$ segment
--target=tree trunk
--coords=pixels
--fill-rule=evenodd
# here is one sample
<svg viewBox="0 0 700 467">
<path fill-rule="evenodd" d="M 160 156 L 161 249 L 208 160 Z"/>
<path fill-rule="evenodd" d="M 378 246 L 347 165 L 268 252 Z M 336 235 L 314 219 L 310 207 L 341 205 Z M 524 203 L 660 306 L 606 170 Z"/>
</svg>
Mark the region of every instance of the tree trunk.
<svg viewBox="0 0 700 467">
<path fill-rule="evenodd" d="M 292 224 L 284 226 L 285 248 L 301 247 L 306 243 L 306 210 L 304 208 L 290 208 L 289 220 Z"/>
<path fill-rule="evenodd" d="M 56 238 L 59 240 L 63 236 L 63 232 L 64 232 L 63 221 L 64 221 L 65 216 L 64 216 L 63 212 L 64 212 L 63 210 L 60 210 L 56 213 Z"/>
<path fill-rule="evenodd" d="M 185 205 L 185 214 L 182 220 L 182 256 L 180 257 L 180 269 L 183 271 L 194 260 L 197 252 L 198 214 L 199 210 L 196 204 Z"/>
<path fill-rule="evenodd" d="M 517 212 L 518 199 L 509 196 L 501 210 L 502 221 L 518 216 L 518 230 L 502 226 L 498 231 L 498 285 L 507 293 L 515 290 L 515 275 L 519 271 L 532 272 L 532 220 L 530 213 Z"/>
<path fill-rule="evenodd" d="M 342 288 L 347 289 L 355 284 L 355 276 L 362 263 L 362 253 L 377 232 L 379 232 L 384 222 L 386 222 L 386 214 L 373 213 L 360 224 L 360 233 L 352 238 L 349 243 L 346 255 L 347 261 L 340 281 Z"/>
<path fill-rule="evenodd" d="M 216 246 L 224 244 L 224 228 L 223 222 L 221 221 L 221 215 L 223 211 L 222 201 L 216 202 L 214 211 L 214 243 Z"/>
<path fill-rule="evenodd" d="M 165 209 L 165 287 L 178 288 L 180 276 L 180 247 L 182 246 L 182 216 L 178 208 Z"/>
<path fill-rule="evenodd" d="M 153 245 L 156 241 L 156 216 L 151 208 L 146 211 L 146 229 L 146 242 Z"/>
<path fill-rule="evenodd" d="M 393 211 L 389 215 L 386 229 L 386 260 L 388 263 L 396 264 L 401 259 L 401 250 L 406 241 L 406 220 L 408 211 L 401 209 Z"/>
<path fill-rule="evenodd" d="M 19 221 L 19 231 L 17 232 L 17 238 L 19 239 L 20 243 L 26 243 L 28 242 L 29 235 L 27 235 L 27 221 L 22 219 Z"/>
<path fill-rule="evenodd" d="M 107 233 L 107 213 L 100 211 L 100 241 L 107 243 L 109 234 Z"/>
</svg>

AIM
Swap "evenodd" for "nonzero" in the part of the entries that opens with the first line and closes with the line containing "160 156 L 161". Return only that part, with everything else left unchanged.

RESPONSE TO THIS TASK
$ segment
--target=tree trunk
--coords=pixels
--fill-rule=nonzero
# here is one sample
<svg viewBox="0 0 700 467">
<path fill-rule="nonzero" d="M 160 156 L 161 249 L 208 160 Z"/>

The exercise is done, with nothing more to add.